* PROBLEM DETAILS
The output should consist solely of the line containing "target | goat's dark face" and the lines that follow it through the end of the data below.

* DATA PROVIDED
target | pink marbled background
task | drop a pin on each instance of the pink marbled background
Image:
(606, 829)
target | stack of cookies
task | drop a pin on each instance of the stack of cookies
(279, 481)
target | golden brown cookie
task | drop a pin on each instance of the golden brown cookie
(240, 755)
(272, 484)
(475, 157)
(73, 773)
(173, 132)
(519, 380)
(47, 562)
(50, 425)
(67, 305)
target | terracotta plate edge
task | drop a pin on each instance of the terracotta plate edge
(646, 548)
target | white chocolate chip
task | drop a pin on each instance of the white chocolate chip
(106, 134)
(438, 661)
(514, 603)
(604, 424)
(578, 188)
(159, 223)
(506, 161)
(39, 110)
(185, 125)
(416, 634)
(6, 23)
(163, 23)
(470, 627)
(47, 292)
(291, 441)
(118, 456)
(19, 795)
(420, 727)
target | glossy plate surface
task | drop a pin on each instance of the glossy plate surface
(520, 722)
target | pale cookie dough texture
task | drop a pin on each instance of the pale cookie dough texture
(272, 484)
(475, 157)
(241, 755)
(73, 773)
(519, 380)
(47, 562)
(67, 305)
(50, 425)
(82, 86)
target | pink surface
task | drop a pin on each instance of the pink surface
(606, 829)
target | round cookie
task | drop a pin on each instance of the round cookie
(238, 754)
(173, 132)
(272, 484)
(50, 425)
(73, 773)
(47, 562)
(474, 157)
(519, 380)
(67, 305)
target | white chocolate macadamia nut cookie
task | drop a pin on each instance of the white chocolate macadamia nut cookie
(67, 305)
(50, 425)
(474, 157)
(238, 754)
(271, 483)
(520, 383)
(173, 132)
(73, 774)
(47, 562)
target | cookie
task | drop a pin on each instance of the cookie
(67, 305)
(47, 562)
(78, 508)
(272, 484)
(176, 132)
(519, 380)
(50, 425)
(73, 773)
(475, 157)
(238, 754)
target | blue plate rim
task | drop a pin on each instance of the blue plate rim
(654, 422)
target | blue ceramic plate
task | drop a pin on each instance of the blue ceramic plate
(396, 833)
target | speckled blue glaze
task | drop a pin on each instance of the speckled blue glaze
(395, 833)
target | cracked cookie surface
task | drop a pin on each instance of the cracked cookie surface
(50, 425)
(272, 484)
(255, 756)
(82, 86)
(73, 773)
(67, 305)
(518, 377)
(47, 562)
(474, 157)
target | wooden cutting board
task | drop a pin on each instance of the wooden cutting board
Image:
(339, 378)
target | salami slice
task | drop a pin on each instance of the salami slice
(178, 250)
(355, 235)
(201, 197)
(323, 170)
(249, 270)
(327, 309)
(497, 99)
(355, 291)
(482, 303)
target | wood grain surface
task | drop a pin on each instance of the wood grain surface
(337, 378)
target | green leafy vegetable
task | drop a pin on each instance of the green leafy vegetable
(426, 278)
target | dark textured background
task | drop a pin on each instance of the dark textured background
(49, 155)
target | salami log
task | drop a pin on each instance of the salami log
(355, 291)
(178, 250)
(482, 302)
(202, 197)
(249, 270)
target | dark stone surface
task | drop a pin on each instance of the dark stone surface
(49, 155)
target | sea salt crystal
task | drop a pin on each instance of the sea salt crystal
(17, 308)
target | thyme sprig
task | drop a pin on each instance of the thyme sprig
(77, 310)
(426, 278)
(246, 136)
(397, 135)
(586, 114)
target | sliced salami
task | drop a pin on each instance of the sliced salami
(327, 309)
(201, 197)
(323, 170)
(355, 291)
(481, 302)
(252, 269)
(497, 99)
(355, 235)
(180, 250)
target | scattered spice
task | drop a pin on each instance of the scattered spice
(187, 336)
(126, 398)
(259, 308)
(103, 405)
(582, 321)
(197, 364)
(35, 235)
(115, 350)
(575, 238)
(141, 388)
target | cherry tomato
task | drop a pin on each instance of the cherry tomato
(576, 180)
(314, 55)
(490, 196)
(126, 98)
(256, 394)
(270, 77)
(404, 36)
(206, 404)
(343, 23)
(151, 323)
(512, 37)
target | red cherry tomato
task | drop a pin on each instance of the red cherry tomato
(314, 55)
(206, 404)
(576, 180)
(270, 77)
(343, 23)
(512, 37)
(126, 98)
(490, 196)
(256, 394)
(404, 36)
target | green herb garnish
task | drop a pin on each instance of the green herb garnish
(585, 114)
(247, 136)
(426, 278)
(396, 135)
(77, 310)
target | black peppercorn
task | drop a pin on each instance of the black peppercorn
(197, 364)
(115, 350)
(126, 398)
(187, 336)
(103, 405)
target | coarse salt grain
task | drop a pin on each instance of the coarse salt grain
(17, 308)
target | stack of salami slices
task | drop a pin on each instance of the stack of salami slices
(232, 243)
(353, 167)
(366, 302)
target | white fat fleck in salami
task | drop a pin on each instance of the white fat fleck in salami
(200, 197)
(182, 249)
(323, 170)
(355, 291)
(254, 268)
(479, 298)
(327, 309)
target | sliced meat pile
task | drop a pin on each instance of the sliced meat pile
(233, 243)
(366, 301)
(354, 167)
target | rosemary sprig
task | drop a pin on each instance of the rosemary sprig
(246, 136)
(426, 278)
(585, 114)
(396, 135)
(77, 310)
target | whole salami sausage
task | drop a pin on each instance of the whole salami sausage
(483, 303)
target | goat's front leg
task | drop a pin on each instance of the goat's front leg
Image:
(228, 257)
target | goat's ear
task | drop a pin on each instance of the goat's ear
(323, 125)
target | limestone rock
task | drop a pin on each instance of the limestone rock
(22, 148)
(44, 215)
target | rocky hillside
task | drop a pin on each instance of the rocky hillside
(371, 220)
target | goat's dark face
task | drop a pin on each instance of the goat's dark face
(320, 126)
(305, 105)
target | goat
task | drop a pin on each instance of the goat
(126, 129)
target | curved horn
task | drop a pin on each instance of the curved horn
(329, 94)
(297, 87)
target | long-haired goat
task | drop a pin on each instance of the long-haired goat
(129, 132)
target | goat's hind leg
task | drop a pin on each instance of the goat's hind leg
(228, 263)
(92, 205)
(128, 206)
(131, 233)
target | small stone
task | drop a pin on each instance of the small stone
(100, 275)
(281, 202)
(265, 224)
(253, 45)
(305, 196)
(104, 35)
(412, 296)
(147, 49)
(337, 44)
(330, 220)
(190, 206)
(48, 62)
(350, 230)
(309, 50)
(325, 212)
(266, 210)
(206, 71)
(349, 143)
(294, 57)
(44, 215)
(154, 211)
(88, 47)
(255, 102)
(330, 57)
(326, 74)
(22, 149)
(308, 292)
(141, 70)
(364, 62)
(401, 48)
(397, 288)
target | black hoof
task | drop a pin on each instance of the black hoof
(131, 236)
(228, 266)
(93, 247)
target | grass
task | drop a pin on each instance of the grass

* RESULT
target | goat's dark face
task | drop a pin on each instance of the goat's dark face
(320, 126)
(305, 105)
target | goat
task | drop a pin on each instance of the goat
(126, 129)
target | curved horn
task | drop a pin on each instance of the curved horn
(329, 94)
(297, 87)
target | long-haired goat
task | drop a pin on each instance of the long-haired goat
(129, 132)
target | goat's hind leg
task | drop a pin on each instance of the goat's hind leg
(228, 263)
(92, 205)
(128, 206)
(131, 233)
target | small stone
task | drop a pin on each instance of the small stone
(100, 275)
(281, 202)
(265, 224)
(253, 45)
(305, 196)
(104, 35)
(412, 296)
(147, 49)
(337, 44)
(330, 220)
(190, 206)
(48, 62)
(350, 230)
(309, 50)
(325, 212)
(266, 210)
(206, 71)
(349, 143)
(294, 57)
(44, 215)
(154, 211)
(88, 47)
(255, 102)
(330, 57)
(326, 74)
(22, 149)
(308, 292)
(141, 70)
(364, 62)
(401, 48)
(397, 288)
target | black hoof
task | drop a pin on each instance of the black hoof
(131, 236)
(228, 266)
(93, 247)
target | grass
task | drop a pin on each instance of the grass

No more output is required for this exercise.